Which lines of the data below hold "boundary"? Copy each of them.
(Beginning of ENTRIES SHOWN)
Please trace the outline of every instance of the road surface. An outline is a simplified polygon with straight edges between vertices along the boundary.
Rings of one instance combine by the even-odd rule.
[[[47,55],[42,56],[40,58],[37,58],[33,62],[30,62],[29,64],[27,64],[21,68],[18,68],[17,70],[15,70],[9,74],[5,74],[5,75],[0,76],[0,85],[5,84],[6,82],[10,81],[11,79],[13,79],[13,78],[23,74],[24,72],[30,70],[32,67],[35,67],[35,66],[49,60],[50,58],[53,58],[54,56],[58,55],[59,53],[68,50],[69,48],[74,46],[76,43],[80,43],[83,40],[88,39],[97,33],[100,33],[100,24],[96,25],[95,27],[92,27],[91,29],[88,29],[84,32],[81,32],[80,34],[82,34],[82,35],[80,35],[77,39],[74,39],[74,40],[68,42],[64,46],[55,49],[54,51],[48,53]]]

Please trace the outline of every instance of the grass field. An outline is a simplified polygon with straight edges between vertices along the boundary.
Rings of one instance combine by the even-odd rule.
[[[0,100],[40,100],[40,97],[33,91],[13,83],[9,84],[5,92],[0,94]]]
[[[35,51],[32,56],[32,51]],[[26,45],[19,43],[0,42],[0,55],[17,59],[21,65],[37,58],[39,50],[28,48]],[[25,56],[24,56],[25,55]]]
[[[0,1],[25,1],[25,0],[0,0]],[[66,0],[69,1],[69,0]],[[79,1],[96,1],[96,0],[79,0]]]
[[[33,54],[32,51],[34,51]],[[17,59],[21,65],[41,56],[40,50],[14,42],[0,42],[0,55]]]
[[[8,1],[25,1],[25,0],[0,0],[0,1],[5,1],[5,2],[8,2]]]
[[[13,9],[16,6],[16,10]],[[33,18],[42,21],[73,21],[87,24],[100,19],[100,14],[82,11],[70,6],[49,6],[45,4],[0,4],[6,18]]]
(End of ENTRIES SHOWN)
**REPLY:**
Please trace the outline of every instance of the road surface. An outline is a simplified polygon with straight edges between vertices along the boundary.
Please trace the outline of every instance of the grass field. An outline is a simplified polygon with straight edges between vertices along the boundary.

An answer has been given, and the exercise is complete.